> _What you will do_:
Rewrite the lines in the stretch from the one containing "Objective - one point per instance of the flower cluster" through the last line, swapping "photo" for "image" and keeping everything else unchanged. Leave the pictures out of your answer.

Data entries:
↓↓↓

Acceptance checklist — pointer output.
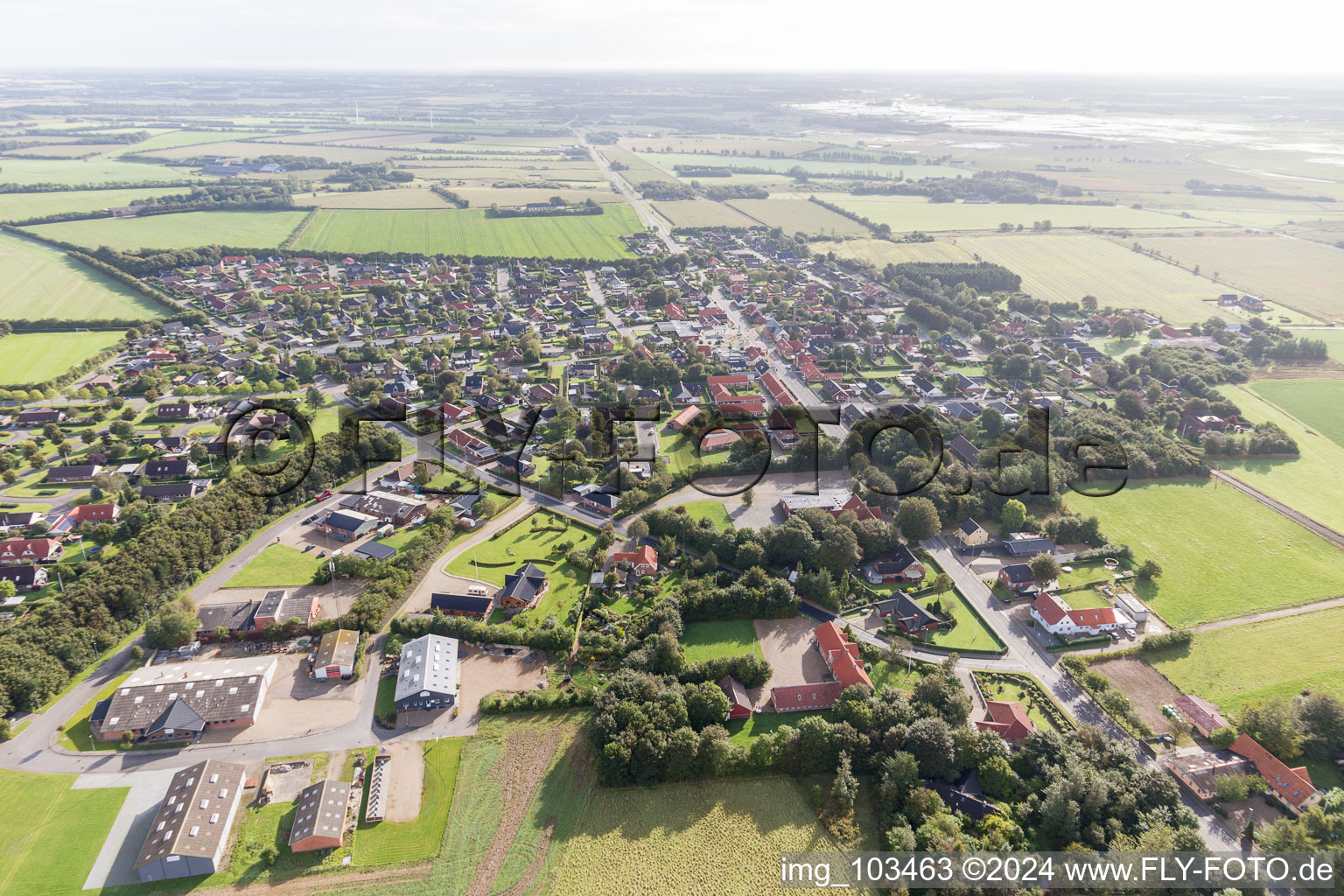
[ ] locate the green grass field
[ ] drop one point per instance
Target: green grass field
(185, 230)
(37, 358)
(1294, 271)
(469, 233)
(882, 253)
(722, 639)
(24, 206)
(702, 213)
(92, 171)
(52, 833)
(799, 215)
(1296, 653)
(712, 511)
(276, 567)
(489, 793)
(1223, 555)
(1318, 403)
(689, 838)
(1063, 268)
(491, 560)
(905, 214)
(1308, 482)
(38, 283)
(385, 843)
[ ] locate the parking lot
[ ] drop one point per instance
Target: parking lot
(295, 705)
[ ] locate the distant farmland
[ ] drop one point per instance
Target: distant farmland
(93, 171)
(799, 215)
(37, 358)
(185, 230)
(1063, 268)
(471, 233)
(38, 283)
(1294, 271)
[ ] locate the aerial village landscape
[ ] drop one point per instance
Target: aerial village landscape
(498, 488)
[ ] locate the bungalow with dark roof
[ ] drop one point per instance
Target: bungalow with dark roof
(907, 614)
(523, 589)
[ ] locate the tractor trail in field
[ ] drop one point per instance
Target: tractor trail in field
(521, 768)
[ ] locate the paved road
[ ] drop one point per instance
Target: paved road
(646, 213)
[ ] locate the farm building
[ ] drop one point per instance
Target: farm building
(840, 654)
(1007, 719)
(1058, 618)
(426, 679)
(179, 703)
(1200, 770)
(805, 697)
(320, 817)
(190, 830)
(335, 657)
(739, 704)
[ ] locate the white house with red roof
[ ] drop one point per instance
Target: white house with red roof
(644, 560)
(842, 655)
(1055, 617)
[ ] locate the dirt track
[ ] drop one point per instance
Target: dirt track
(1144, 687)
(521, 768)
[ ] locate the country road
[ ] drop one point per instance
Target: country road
(1301, 519)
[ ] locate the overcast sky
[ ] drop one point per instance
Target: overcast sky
(1140, 37)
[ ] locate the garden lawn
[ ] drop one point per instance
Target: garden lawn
(689, 838)
(491, 562)
(1316, 403)
(1223, 555)
(712, 511)
(1309, 482)
(277, 566)
(182, 230)
(37, 358)
(38, 283)
(471, 233)
(742, 731)
(385, 843)
(722, 639)
(1273, 659)
(52, 835)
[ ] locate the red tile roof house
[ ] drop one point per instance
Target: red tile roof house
(1057, 618)
(29, 550)
(842, 655)
(85, 514)
(1293, 786)
(474, 449)
(644, 562)
(1008, 720)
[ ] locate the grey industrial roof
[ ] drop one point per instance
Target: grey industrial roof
(338, 648)
(428, 664)
(192, 818)
(321, 810)
(215, 690)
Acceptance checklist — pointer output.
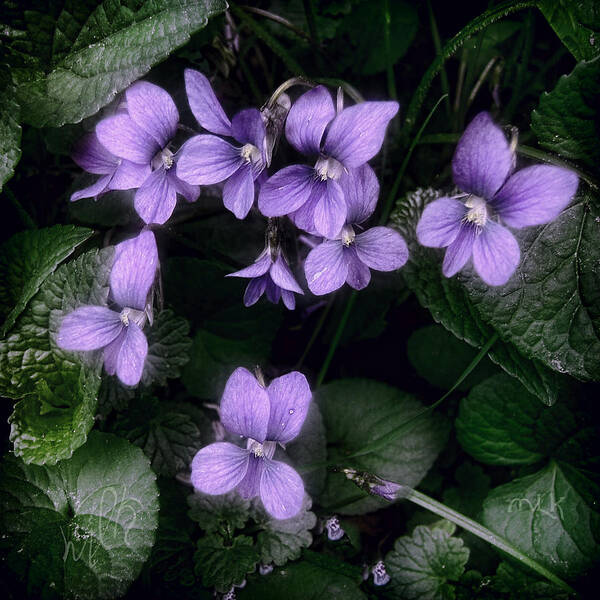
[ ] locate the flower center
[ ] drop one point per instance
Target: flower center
(478, 211)
(348, 235)
(329, 168)
(250, 153)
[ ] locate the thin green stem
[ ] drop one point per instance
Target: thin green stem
(479, 23)
(392, 435)
(438, 50)
(389, 201)
(336, 338)
(389, 65)
(485, 534)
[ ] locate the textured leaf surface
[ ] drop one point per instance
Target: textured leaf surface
(422, 565)
(10, 130)
(358, 411)
(577, 24)
(283, 539)
(552, 516)
(500, 423)
(84, 528)
(168, 348)
(27, 259)
(77, 58)
(222, 566)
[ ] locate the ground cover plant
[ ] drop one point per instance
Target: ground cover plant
(300, 299)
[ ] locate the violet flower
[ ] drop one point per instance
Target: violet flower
(270, 274)
(349, 257)
(208, 159)
(266, 417)
(142, 136)
(312, 196)
(119, 332)
(117, 173)
(482, 167)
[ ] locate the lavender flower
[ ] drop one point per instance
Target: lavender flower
(270, 273)
(142, 136)
(349, 257)
(312, 196)
(266, 417)
(482, 167)
(208, 159)
(119, 332)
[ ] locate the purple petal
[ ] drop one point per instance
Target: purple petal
(283, 277)
(289, 300)
(124, 138)
(94, 190)
(132, 355)
(89, 328)
(207, 159)
(190, 192)
(218, 468)
(155, 200)
(290, 397)
(483, 159)
(134, 269)
(535, 195)
(256, 269)
(381, 248)
(358, 276)
(248, 127)
(308, 118)
(129, 176)
(238, 191)
(496, 254)
(440, 222)
(204, 104)
(281, 490)
(361, 190)
(93, 157)
(286, 191)
(153, 109)
(326, 267)
(356, 134)
(254, 290)
(330, 210)
(459, 251)
(249, 487)
(245, 406)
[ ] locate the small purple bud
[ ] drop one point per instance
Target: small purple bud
(380, 575)
(334, 530)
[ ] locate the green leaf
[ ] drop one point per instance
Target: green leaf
(10, 130)
(80, 57)
(567, 120)
(170, 434)
(222, 566)
(365, 25)
(305, 580)
(422, 565)
(168, 348)
(552, 516)
(500, 423)
(577, 24)
(475, 312)
(83, 528)
(27, 259)
(440, 358)
(214, 513)
(358, 411)
(283, 539)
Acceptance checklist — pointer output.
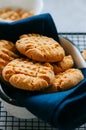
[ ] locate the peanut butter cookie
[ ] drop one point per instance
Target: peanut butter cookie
(63, 65)
(67, 79)
(7, 53)
(40, 48)
(28, 75)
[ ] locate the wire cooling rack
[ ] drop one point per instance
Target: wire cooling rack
(8, 122)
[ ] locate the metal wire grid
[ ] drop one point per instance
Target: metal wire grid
(8, 122)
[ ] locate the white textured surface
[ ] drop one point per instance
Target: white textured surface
(69, 15)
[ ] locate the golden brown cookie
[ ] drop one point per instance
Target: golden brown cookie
(28, 75)
(7, 53)
(63, 65)
(67, 79)
(40, 48)
(84, 54)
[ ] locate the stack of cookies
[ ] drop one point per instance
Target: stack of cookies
(41, 65)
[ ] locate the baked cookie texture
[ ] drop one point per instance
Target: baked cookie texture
(8, 52)
(67, 79)
(84, 54)
(28, 75)
(66, 63)
(40, 48)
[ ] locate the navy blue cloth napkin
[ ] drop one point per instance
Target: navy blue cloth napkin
(64, 110)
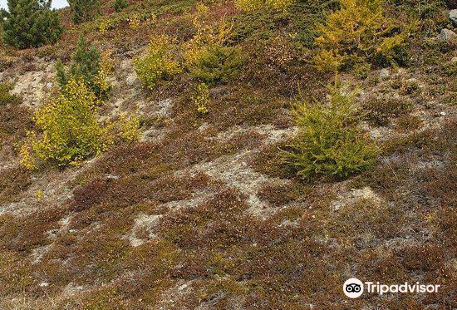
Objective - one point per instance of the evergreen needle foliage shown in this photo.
(84, 10)
(30, 23)
(330, 142)
(87, 65)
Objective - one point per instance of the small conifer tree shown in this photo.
(30, 23)
(84, 10)
(87, 65)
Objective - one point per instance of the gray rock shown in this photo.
(384, 73)
(453, 16)
(131, 79)
(447, 35)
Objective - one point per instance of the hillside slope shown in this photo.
(202, 212)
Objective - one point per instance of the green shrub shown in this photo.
(119, 5)
(30, 23)
(257, 5)
(69, 130)
(5, 96)
(330, 142)
(87, 65)
(84, 10)
(360, 32)
(158, 64)
(201, 98)
(214, 63)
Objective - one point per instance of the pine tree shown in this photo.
(87, 66)
(84, 10)
(30, 23)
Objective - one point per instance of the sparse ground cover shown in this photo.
(203, 212)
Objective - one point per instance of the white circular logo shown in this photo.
(353, 288)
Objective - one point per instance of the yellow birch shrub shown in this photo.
(251, 6)
(207, 55)
(68, 129)
(359, 32)
(158, 64)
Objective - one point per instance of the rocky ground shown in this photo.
(202, 214)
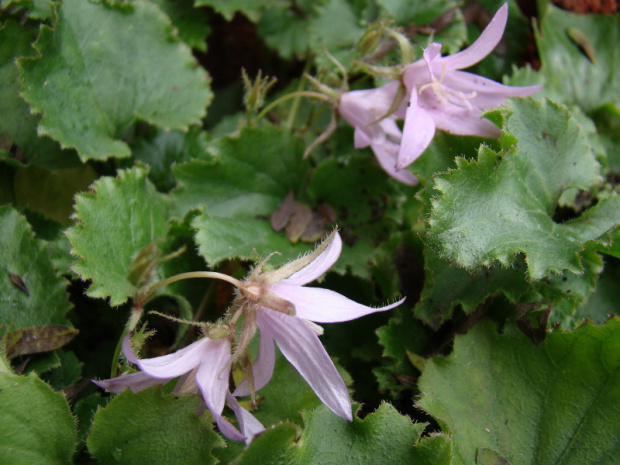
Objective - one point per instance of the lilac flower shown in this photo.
(442, 97)
(439, 96)
(365, 110)
(285, 313)
(203, 366)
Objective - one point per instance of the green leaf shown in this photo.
(227, 238)
(31, 293)
(51, 192)
(446, 286)
(37, 9)
(553, 403)
(99, 71)
(418, 13)
(250, 8)
(162, 149)
(36, 425)
(335, 28)
(503, 204)
(571, 76)
(250, 174)
(37, 339)
(402, 335)
(367, 205)
(148, 428)
(114, 222)
(18, 135)
(285, 29)
(191, 22)
(603, 302)
(384, 436)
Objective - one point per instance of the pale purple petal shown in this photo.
(263, 366)
(324, 306)
(361, 139)
(430, 55)
(318, 266)
(227, 429)
(248, 423)
(418, 133)
(363, 107)
(480, 87)
(386, 154)
(302, 348)
(171, 365)
(484, 45)
(464, 122)
(212, 375)
(135, 381)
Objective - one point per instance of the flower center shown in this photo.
(445, 94)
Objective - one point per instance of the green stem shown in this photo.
(193, 274)
(284, 98)
(117, 354)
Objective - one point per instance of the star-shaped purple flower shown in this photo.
(437, 96)
(296, 334)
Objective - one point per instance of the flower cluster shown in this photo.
(277, 304)
(437, 95)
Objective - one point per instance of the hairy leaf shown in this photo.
(147, 428)
(573, 74)
(250, 174)
(31, 293)
(503, 204)
(100, 70)
(382, 437)
(114, 222)
(36, 425)
(553, 403)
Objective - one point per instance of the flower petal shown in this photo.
(387, 153)
(248, 423)
(304, 351)
(262, 368)
(171, 365)
(319, 265)
(418, 133)
(325, 306)
(212, 375)
(484, 45)
(464, 122)
(363, 107)
(135, 381)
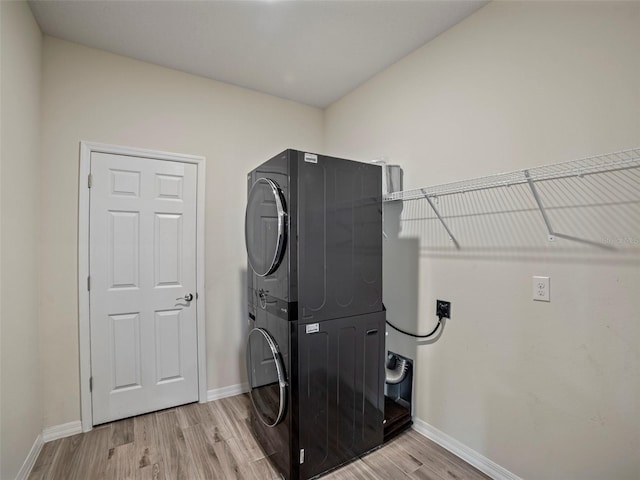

↑↑↑

> _Output of the exercise_:
Objective - one point per instance of the flower cluster shown in this image.
(277, 304)
(437, 95)
Objective - one point per instance of the hairy leaf shown in this image.
(147, 428)
(573, 74)
(250, 174)
(31, 293)
(503, 204)
(100, 70)
(382, 437)
(114, 222)
(36, 425)
(553, 403)
Objective - one point per instance of the flower petal shown in this image.
(387, 153)
(248, 423)
(304, 351)
(262, 368)
(171, 365)
(319, 265)
(418, 133)
(325, 306)
(212, 375)
(484, 45)
(464, 122)
(363, 107)
(135, 381)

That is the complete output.